**Exercise:** Continue the discussion of the Zed code editor from its last line.

There are still a few things PyCharm does better (debugging, for one), but overall Zed is very good and I haven't used PyCharm in months.
I still use CC in the terminal instead of inside Zed, and lazygit for reviewing git changes and other git actions (though Zed now does a decent job of the basics).
Request: please be sincere if you claim "the one thing that keeps me from using Zed is X" ... because let's face it, there is probably more than one thing. Editor ecosystems are complex beasts, and it is ok if people are slow to switch, but the "one thing" claims are rarely credible to me. Anyhow, such comments are rarely consistent with how human nature works. People find rationalizations, and that's fine. It would just be nice if people were a little more self-aware. Changing editors is harder for some people more than others.
My suggestion: if you want to make Zed better for your use case, please smart by explaining who you are as a developer, what you've used, what your expectations are. And be intellectually honest about the last time you've made a big change to your development workflow. End soapbox.
- Evaluate, a plugin that evaluates the selections as python expressions and replaces them by their respective results. I added "iota" as a variable in the evaluation context, that gives me the current selection index (like iota in go). With that, so many math or text manipulations can be done in bulk.
- Alignment, to align all my cursor into a vertical column by adding spaces.
what do i actually need from a text editor that i dont already have? Sublime's killer feature was column editing, and vscode's was kinda typescript and kinda language servers.
... and why do i want an actual text editor as the primary view, vs a side view to agent TUI? from what Ive experienced, the editor is now a secondary interface to the text, rather than the primary one
if i am picking up a new editor, i think i want it to be focused on how to better understand llm outputs, and how to give really structured feedback without having to write a ton of imprecise text.
how does zed make it easy to have agents build several proposals for a solution, and help me choose which one is actually the best?

**Data extract:**
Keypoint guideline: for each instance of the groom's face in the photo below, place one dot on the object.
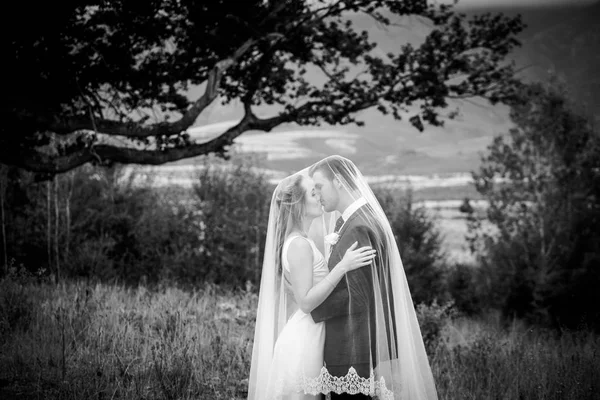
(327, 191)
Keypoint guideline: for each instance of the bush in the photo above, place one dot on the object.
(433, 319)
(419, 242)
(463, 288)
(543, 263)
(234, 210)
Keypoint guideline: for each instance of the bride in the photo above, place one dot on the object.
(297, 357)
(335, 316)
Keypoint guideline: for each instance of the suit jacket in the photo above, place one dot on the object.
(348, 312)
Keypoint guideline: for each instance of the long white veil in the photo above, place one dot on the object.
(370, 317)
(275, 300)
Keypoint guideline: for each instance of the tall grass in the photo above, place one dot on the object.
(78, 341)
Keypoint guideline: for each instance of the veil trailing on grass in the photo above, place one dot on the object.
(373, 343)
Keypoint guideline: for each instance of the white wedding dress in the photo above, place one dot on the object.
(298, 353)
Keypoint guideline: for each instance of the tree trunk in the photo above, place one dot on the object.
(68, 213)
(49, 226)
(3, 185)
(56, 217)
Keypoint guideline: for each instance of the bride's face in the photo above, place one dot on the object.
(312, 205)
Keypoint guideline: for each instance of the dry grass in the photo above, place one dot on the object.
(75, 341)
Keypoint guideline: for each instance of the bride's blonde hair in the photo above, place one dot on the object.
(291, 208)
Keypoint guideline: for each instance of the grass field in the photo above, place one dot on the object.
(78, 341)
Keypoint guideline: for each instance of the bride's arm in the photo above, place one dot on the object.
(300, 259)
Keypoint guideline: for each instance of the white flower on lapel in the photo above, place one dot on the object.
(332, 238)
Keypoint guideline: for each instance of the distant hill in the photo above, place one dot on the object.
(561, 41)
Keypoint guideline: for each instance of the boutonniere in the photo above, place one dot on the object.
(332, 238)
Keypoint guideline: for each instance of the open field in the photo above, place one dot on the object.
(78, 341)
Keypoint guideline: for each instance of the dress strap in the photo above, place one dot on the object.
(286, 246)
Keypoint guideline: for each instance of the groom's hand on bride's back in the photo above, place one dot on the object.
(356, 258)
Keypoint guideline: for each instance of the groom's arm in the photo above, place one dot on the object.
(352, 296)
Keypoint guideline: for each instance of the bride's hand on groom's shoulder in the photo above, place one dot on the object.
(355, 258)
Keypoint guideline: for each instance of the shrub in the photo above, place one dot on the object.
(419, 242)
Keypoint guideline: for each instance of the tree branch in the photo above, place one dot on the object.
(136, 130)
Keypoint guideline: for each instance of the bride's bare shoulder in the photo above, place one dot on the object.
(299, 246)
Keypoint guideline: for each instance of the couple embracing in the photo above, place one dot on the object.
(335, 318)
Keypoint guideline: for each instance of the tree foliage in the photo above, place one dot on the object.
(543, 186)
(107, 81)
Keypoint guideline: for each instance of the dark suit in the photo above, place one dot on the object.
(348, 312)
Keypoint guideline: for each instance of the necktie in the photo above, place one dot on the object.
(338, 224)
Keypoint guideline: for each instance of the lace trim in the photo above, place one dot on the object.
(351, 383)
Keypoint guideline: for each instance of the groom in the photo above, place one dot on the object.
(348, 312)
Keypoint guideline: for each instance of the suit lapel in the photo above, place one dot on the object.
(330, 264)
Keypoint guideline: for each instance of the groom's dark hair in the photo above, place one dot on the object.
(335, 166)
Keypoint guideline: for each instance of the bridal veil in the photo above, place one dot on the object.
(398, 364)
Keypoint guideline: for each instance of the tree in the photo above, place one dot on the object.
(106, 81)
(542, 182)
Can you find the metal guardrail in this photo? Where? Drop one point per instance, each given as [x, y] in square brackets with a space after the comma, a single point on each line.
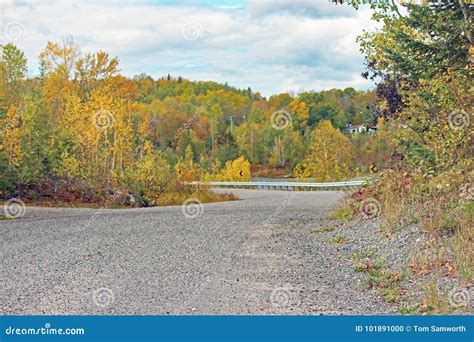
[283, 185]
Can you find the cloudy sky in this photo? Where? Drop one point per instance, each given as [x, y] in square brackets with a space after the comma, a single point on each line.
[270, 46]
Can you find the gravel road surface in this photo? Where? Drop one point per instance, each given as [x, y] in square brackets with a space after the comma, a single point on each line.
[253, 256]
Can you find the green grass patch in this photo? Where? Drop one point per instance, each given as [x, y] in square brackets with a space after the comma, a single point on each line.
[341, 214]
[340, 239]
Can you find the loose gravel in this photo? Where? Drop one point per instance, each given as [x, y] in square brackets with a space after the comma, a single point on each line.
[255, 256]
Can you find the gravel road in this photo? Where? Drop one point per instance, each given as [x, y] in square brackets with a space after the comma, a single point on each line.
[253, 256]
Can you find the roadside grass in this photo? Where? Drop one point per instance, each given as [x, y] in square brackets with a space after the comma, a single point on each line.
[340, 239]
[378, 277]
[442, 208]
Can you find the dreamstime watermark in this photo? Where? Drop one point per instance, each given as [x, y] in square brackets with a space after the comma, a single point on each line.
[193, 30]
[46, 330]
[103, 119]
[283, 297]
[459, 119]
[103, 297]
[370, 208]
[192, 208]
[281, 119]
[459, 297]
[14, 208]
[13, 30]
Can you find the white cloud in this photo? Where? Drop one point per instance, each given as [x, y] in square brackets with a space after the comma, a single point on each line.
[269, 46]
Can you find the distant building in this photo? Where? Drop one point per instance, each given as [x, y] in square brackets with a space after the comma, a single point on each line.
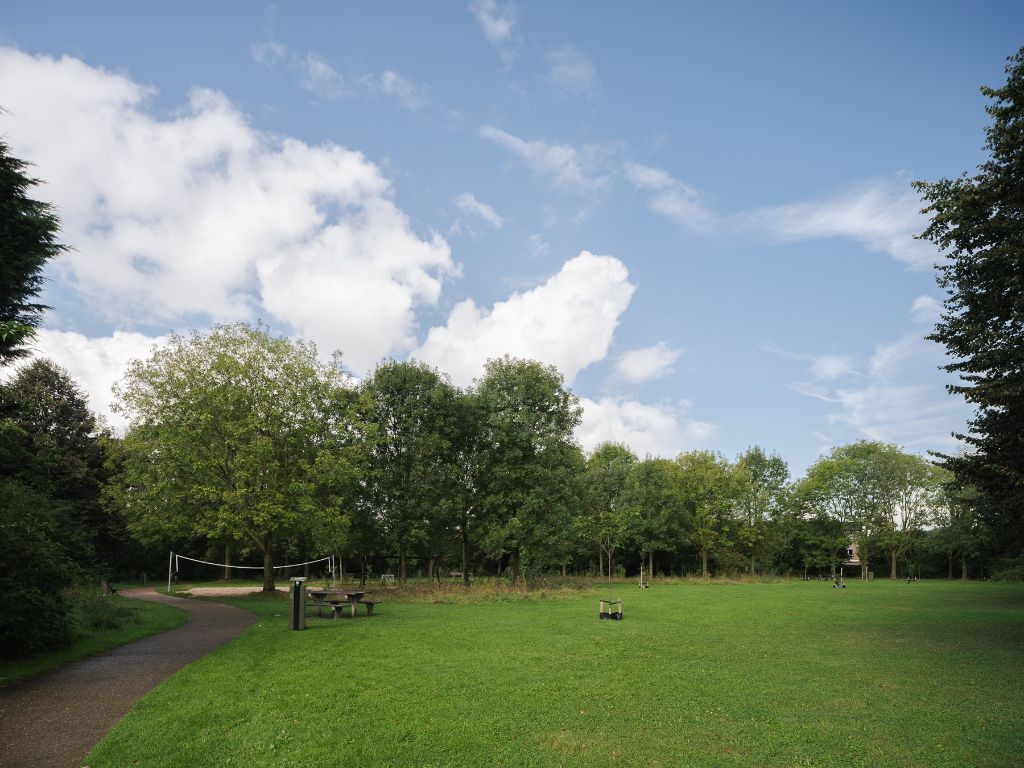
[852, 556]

--

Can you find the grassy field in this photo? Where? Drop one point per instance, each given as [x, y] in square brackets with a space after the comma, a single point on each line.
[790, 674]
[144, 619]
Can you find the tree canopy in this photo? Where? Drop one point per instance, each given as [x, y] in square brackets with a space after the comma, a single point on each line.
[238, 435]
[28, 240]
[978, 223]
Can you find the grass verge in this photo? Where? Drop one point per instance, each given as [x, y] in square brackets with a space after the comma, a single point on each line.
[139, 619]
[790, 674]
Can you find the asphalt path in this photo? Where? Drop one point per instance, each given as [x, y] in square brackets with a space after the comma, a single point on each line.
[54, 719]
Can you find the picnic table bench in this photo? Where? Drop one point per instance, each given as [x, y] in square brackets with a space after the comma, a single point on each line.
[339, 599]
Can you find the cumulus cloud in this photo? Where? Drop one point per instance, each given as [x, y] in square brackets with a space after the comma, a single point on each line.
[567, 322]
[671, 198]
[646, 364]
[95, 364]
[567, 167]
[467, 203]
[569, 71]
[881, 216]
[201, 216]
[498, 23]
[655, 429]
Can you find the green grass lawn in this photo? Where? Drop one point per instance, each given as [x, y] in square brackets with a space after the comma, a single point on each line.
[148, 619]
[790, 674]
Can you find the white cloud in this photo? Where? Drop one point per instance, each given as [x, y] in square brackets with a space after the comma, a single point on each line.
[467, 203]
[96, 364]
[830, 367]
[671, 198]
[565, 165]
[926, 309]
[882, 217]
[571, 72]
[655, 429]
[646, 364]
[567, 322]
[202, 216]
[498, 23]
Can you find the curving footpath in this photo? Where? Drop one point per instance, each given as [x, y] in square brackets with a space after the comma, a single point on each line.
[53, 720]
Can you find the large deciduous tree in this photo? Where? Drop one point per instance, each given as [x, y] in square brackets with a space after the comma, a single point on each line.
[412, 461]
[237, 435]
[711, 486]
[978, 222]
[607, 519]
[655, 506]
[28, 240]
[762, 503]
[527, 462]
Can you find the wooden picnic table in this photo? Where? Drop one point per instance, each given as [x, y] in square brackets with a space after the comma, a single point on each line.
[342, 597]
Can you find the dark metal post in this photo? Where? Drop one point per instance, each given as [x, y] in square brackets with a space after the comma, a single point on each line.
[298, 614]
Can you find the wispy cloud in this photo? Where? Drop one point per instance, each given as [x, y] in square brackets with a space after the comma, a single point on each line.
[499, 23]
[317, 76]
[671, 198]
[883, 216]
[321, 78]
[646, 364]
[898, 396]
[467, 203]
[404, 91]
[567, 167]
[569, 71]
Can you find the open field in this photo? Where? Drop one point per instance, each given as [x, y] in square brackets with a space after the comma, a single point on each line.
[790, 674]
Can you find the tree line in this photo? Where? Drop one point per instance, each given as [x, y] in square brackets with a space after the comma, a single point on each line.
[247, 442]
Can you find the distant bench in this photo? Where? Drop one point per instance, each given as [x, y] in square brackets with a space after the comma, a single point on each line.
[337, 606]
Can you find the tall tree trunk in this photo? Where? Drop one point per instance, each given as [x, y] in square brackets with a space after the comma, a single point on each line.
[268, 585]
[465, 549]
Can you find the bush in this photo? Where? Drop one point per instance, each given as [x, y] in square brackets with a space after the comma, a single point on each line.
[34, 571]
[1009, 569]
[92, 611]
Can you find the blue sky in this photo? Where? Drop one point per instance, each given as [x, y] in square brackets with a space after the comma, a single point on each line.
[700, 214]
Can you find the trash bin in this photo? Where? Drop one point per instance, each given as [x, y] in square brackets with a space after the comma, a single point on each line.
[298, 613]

---

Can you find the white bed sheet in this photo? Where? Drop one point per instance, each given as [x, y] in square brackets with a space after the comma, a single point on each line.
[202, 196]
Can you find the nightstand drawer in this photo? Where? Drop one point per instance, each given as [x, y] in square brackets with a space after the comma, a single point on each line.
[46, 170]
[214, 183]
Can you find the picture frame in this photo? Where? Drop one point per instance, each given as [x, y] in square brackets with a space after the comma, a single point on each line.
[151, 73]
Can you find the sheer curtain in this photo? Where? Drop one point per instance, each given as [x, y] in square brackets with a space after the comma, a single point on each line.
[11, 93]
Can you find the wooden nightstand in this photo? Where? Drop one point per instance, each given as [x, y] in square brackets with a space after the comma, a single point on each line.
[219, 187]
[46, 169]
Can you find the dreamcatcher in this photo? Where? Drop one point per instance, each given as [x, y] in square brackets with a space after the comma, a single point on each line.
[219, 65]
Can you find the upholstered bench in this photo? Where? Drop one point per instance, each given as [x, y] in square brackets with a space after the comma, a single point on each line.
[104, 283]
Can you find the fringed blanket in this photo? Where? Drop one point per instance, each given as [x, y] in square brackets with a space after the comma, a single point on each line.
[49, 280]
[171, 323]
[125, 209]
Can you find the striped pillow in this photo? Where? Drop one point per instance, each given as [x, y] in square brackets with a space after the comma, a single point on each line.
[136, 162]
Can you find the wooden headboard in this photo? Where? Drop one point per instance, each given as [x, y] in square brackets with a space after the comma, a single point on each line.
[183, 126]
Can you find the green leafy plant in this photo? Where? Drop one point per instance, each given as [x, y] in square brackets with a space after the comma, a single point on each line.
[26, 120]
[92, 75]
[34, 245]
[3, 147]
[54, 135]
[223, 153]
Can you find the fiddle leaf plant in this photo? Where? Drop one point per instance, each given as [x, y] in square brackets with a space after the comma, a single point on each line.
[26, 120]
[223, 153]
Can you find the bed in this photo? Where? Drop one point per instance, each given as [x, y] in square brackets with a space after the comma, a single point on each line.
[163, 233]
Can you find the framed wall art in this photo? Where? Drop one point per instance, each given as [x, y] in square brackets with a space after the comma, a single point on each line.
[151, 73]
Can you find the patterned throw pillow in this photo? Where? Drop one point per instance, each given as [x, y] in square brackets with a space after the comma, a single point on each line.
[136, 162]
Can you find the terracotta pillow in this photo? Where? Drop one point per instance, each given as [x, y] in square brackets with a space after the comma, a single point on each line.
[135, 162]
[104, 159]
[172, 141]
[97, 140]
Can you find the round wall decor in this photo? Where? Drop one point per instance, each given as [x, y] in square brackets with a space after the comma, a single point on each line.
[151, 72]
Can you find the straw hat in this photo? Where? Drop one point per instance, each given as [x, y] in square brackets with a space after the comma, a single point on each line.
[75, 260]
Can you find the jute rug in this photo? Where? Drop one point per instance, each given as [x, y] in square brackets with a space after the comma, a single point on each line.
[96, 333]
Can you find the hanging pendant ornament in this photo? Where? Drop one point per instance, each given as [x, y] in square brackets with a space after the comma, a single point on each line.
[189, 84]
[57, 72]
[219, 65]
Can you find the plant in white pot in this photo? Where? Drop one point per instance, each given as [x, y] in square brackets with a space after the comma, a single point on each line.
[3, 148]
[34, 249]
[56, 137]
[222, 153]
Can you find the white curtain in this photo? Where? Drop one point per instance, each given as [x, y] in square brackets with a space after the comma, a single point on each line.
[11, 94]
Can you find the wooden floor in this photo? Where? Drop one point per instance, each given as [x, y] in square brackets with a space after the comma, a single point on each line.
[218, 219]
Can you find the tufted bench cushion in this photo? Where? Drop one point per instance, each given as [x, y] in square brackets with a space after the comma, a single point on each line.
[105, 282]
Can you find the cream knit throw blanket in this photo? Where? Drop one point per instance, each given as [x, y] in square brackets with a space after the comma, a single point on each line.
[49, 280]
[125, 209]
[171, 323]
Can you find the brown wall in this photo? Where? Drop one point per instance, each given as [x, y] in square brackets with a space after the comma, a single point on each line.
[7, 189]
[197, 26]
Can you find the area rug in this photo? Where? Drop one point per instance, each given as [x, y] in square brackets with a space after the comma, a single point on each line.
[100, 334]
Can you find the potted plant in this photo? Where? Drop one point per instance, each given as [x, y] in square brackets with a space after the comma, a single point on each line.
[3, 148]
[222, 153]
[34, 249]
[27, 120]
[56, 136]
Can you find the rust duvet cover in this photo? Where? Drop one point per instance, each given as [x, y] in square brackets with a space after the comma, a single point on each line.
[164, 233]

**Answer section:**
I have no affiliation with Zed, though I have applied to work there, so I'm hardly neutral. I've been an enthusiastic user for probably two years. I don't expect perfect alignment with what I want, and sometimes the team doesn't respond how I would like with particular issues. But man, in a pretty suboptimal world right now, Zed is an amazing thing to have: open source, regular updates, extensions, nice settings. In the past I've used BBEdit, Eclipse, TextEdit, Sublime, Emacs, VS Code, Jetbrains, Helix. Zed is my favorite by far, probably because of the latency. It is an intangible feeling that just clicked immediately for me.
Personally, as a mostly independent developer/researcher, I go through bursts of re-evaluating my tools. To give some context about my newer tools over the last few years: Ghostty, Nushell, Podman, Nix, Mochi, Monodraw, Swish (window manager for macOS), Base (macOS SQLite editor by Menial), LM Studio, (probably obviously) Claude Code. So for a "seasoned" developer, I'm probably more open to new tools than most? Oh, totally off-topic but I think some of the lesser appreciated new open source tools / formats / conventions are: KDL (https://kdl.dev), Typst, and (evaluating) Djot, Cocogitto (Conventional Commits, took me long enough).
[1] https://alok.github.io/2018/04/26/using-vim-s-conceal-to-mak...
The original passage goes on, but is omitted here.